**Excerpted records**

#####

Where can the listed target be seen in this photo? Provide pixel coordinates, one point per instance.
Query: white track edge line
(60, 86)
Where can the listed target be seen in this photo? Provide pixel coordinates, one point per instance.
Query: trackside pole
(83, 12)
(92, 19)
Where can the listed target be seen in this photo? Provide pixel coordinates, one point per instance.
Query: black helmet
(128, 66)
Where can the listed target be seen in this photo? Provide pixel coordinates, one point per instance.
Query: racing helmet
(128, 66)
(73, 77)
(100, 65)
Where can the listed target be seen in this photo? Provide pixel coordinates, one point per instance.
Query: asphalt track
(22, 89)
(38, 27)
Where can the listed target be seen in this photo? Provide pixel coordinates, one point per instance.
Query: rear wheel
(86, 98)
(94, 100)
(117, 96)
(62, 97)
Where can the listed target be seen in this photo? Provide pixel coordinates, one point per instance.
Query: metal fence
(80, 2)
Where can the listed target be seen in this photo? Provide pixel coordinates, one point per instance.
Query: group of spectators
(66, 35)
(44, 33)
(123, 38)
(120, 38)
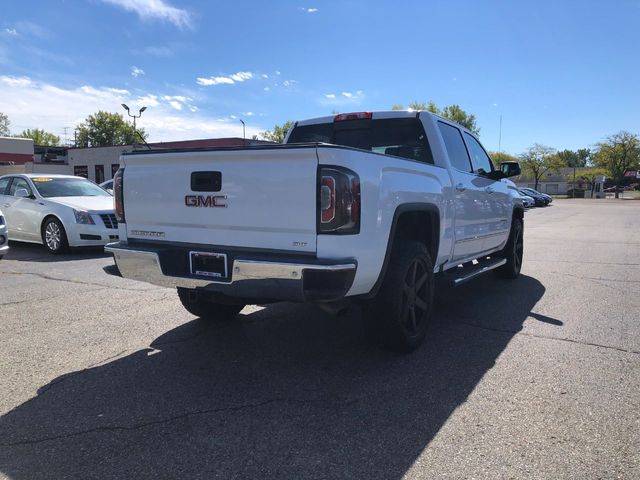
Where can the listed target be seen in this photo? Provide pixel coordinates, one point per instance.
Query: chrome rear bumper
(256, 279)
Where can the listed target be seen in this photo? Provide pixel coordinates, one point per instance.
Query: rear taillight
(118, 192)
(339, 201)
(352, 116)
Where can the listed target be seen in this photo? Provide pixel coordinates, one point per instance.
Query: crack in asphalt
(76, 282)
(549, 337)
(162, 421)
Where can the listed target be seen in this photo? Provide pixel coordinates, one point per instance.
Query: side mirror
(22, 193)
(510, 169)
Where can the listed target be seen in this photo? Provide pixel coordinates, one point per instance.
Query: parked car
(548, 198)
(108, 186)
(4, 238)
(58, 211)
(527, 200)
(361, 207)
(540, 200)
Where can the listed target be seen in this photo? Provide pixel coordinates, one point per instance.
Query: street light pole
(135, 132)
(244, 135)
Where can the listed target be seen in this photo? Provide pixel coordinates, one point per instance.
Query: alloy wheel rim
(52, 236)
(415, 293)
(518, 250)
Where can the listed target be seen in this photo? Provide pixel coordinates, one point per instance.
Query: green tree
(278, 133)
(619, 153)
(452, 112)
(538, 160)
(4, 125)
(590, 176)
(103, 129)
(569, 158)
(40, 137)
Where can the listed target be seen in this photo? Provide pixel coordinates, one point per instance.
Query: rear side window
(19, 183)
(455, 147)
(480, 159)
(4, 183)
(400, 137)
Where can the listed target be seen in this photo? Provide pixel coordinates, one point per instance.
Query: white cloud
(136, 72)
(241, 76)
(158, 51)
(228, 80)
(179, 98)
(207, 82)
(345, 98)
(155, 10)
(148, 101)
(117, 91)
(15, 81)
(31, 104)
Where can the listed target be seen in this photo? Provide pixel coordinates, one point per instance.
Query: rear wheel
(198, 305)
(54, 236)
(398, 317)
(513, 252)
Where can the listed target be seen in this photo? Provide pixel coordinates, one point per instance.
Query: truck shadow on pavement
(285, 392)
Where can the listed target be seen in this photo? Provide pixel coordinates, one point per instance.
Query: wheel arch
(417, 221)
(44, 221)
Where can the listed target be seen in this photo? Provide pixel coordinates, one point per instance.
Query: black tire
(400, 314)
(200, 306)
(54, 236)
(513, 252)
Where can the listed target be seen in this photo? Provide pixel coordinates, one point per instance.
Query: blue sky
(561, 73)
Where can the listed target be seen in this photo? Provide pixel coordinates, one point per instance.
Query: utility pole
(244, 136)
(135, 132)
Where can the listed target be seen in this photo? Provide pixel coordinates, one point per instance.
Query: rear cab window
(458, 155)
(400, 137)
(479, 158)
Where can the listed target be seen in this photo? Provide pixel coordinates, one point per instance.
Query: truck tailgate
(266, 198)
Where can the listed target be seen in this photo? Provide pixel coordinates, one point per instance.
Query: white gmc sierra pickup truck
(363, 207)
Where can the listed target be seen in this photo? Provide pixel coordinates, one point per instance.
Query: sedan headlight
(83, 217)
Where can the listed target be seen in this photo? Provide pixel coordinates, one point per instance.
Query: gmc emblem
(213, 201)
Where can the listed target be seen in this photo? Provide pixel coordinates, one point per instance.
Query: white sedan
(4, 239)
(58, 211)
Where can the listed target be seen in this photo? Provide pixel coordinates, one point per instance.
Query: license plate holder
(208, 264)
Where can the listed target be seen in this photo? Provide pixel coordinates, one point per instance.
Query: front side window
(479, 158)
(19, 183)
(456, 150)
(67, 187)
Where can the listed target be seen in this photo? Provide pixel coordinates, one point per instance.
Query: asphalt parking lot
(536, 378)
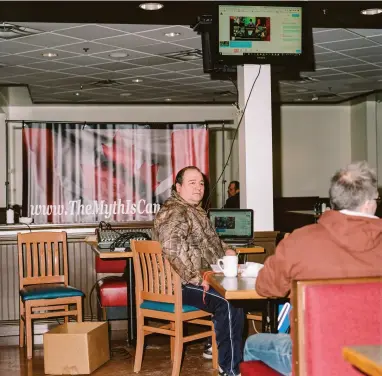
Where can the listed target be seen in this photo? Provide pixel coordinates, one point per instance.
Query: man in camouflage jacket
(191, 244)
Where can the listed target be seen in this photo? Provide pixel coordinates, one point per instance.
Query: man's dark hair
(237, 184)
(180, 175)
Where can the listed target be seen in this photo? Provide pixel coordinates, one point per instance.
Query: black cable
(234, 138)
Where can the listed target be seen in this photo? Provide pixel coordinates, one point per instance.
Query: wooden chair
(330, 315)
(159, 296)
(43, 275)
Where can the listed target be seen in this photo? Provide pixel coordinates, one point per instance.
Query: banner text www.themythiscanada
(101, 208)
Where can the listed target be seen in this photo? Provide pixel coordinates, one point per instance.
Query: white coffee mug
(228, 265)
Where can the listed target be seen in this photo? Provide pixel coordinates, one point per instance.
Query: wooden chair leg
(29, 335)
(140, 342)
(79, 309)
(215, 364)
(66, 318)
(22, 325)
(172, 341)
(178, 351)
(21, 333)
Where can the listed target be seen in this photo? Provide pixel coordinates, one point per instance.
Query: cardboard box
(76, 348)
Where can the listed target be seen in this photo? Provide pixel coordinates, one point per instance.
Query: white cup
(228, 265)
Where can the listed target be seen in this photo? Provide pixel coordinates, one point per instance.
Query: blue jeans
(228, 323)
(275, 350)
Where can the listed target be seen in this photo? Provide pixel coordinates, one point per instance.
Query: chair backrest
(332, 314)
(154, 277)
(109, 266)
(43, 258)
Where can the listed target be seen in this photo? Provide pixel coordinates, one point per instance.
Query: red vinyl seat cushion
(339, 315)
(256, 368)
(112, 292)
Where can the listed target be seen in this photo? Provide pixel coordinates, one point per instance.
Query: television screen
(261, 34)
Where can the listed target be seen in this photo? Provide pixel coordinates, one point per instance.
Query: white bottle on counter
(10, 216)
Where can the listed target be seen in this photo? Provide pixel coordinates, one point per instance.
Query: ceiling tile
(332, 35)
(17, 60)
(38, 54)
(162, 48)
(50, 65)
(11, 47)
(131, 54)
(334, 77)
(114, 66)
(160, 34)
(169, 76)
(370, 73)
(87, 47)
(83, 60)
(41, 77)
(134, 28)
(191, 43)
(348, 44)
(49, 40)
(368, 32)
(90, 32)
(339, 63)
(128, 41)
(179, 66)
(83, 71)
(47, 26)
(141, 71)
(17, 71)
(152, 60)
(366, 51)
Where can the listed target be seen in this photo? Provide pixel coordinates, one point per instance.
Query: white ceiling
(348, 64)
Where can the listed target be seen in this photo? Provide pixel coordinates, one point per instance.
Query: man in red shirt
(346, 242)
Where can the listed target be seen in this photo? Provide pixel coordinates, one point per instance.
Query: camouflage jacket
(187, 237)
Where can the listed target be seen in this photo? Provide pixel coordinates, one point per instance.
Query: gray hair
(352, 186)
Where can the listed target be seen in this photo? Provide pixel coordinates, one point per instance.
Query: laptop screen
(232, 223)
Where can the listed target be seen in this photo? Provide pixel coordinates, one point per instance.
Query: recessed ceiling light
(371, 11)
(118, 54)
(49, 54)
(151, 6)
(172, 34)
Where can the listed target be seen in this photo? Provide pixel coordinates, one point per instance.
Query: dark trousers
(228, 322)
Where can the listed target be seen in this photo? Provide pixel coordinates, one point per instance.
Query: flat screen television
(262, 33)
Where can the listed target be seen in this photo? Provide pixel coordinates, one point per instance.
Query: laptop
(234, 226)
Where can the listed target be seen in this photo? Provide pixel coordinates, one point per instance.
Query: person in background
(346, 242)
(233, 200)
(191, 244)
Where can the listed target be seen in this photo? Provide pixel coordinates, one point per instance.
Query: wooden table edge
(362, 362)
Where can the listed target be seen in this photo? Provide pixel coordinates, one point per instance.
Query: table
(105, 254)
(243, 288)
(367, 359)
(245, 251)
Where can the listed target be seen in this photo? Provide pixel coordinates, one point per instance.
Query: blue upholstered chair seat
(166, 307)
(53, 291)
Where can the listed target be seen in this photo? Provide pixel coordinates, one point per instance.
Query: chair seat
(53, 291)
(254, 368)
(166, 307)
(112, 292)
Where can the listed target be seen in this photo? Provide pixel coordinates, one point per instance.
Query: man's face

#####

**Task statement**
Pull out every line of the records that contains the word "table", and copy each one in full.

**Task answer**
Query: wooden table edge
Query: table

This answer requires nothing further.